■ TASK ITEM
According to the abstract on pretraining language models for diachronic linguistic change discovery, how many words does each of the five time slices of the dataset contain?

■ EXCERPTED PASSAGE
++++++++++

Pretraining Language Models for Diachronic Linguistic Change Discovery

Large language models (LLMs) have shown potential as tools for scientific discovery. This has engendered growing interest in their use in humanistic disciplines, such as historical linguistics and literary studies. These fields often construct arguments on the basis of delineations like genre, or more inflexibly, time period. Although efforts have been made to restrict inference to specific domains via fine-tuning or model editing, we posit that the only true guarantee is domain-restricted pretraining -- typically, a data- and compute-expensive proposition. We show that efficient pretraining techniques can produce useful models over corpora too large for easy manual inspection but too small for "typical" LLM approaches. We employ a novel date-attribution pipeline in order to obtain a temporally-segmented dataset of five 10-million-word slices. We train two corresponding five-model batteries over these corpus segments, efficient pretraining and Llama3-8B parameter efficiently finetuned. We find that the pretrained models are faster to train than the finetuned baselines and that they better respect the historical divisions of our corpus. Emphasizing speed and precision over a-historical comprehensiveness enables a number of novel approaches to hypothesis discovery and testing in our target fields. Taking up diachronic linguistics as a testbed, we show that our method enables the detection of a diverse set of phenomena, including en masse lexical change, non-lexical (grammatical and morphological) change, and word sense introduction/obsolescence. We provide a ready-to-use pipeline that allows extension of our approach to other target fields with only minimal adaptation.

翻译：大型语言模型（LLM）已展现出作为科学发现工具的潜力，这激发了其在人文学科（如历史语言学和文学研究）中日益增长的应用兴趣。这些领域通常基于体裁划分或更严格的时间分期来构建论点。尽管已有研究尝试通过微调或模型编辑将推理限制在特定领域，但我们认为，唯一真正可靠的保证是领域受限的预训练——这通常是一项数据与计算成本高昂的任务。我们证明，高效的预训练技术能够在规模过大而难以人工检查、但又过小而不适用于“典型”LLM方法的语料库上训练出实用模型。我们采用一种新颖的日期归因流程，获得了五个各含1000万词的时间分段数据集。我们在这些语料片段上训练了两组对应的五模型组：高效预训练模型与基于Llama3-8B参数高效微调的模型。研究发现，预训练模型比微调基线训练速度更快，且能更好地遵循语料库的历史分期。强调速度与精确性而非非历史性的全面覆盖，为目标领域中的假设发现与检验提供了多种新方法。以历时语言学作为测试平台，我们证明该方法能够检测多种语言现象，包括大规模词汇变化、非词汇（语法与形态）变化以及词义引入/淘汰。我们提供了一个即用型流程，仅需最小调整即可将本方法扩展至其他目标领域。

++++++++++

[Natural-language object grounding data]
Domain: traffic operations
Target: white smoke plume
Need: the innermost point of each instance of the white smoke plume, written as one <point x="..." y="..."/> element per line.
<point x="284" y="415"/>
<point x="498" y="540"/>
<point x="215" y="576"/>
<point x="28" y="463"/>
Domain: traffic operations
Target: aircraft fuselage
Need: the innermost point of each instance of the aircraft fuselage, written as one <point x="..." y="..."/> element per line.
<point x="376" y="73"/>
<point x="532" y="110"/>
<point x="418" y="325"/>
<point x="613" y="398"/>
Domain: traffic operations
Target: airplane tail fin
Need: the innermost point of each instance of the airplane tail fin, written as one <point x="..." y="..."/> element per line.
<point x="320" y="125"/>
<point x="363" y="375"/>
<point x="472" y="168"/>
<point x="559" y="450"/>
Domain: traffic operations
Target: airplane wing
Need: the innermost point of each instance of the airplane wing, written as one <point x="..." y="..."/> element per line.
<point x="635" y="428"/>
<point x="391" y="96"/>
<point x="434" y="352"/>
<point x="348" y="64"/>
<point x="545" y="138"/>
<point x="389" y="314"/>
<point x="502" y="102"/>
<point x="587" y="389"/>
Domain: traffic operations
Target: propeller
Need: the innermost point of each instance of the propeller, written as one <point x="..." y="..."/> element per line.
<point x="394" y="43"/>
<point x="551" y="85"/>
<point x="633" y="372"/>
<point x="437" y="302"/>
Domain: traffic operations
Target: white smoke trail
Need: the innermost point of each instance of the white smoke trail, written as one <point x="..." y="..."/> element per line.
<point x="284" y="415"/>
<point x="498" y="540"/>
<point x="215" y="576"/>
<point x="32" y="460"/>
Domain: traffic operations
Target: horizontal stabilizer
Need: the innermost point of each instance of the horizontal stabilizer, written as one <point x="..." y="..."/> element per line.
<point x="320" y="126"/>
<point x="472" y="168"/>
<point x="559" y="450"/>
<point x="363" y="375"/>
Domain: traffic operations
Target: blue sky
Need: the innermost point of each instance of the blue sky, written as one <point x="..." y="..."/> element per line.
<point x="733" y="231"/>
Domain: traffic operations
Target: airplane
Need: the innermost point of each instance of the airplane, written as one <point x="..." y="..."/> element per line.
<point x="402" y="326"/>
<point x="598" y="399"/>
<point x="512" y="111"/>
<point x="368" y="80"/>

++++++++++

■ RESPONSE BOX
10 million words each.